**Text**
-- Begin --

Wednesday, December 05, 2018

ki nashani Elokim... es beis avi

1. When the Chashmonaim came into the Mikdash, they did not have the gold menorah that the Torah describes.  The Tanaim (Avodah Zarah 43) discuss what the menorah they lit was made of, but whatever the answer, the original was lost.

If Hashem made a miracle to allow them to lite with pure undefiled olive oil (despite the fact that tumah hutra b'tzibur and they could have probably used tamei oil), why did Hashem not make a miracle to allow them to light with the real deal gold menorah?

This is the lesson of Chanukah, explains Rav Nevenzahl.  Who would not be impressed with the beauty of a solid gold menorah?  But that's not what we care about.  External beauty is what the Greeks were all about.  It's the oil that's hidden in the olive and has to be pressed out, that not's visible on the surface, that has no external beauty and doesn't catch your attention -- that's our focus.   

2. An amazing statistic: "While three out of every four Israelis light Hanukkah candles "every evening," less than two of every three Jews (60%) in the States do so." 

Quite honestly, I'm actually surprised that anywhere near 40% of American Jews light a menorah.  My wife was just looking at Target yesterday and there was a little menorah decoration that was meant for hanging on your holiday tree.  Does anything say America more than that? 

3. The Midrash opens our parsha with a derasha on the pasuk "keitz sam la'choshech..." (Iyov 28:3)  The pshat in the pasuk according to Rashi is that G-d decreed that in the future, when the end comes, all will ultimately come to darkness, as heaven and earth as they are now will cease to be.  The derash is exactly the opposite, i.e. G-d will ultimately bring an end to the darkness of evil in the world.  So too, says the Midrash, G-d decreed an end to the darkness of Yosef's captivity, and so Pharoah had his dream.

In other words, as R' Moshe Avigdor Amiel (in Hegyonos El Ami) points out, it was not Yosef's ability to interpret Pharoah's dream which was the cause of the termination of his prison sentence.  Rather, it was G-d's decree that the time of Yosef's prison sentence was up which caused Pharoah to have that specific dream which only Yosef could interpret correctly. 


4. Let me share with you another beautiful interpretation of R' Amiel's:

The Torah tells us that Yosef named his bechor Menashe because "nashani Elokim es kol amali v'es kol beis avi," (41:51) G-d helped Yosef forget all the toil he suffered through and forget his father's house.

-- End --

**Instructions**
a - Shorten the paragraph of the Chanukah post that begins "This is the lesson of Chanukah" while keeping its main facts.
b - Answer these questions from the Chanukah post:
(i) Where do the Tanaim discuss what the Chashmonaim's menorah was made of?
(ii) According to the statistic quoted, what share of Jews in the States light Hanukkah candles every evening?
(iii) Why did Yosef name his firstborn Menashe?
c - Carry on the Chanukah post from its last sentence.

**Material**
-- Begin --

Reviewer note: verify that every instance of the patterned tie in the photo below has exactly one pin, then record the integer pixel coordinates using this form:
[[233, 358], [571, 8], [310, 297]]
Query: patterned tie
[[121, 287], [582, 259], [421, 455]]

-- End --

**Results of the exercise**
a - Rav Nevenzahl explains that this is Chanukah's lesson. Anyone would be impressed by a solid gold menorah, but external beauty was what the Greeks cared about. Our focus is the oil hidden inside the olive: it must be pressed out, it isn't visible on the surface, and it has no outward beauty to catch the eye.

b -
(i) In Avodah Zarah 43.
(ii) Less than two of every three, or 60%.
(iii) Because G-d helped him forget all the toil he suffered through and his father's house.

c -
Forget his father's house?  Why would Yosef want to do that, or be proud of such callous behavior?  Furthermore, in parshas VaYechi we learn that Yosef sent wagons, agalos, to bring Ya'akov to Mitzrayim.  Chazal see this as a hint by Yosef that he still remembered the sugya of eglah arufah that he was learning with his father when he was sold.  That doesn't sound like someone who forgot his father's house!

You could answer simply that "beis avi" does not mean Ya'akov; it means the brothers.  Yosef meant that he forgot what had been done to him by the rest of the family and did not hold it against them.

Netziv (b'kitzur) and HaKsav v'HaKabbalah (b'arichus) both explain that Yosef understood his dreams to be a prophecy.  Yosef of course wanted very much to communicate with his father, but had he done so he would have forfeited any chance of drawing his brothers and father down to Egypt and seeing those dreams / prophecy fulfilled.  Therefore, "nashani **Elokim**" -- against his will, against what his emotions cried out for, the burden of nevuah placed upon him by Hashem caused Yosef to put aside the memory of his father's house for the sake of bringing that prophecy to fruition.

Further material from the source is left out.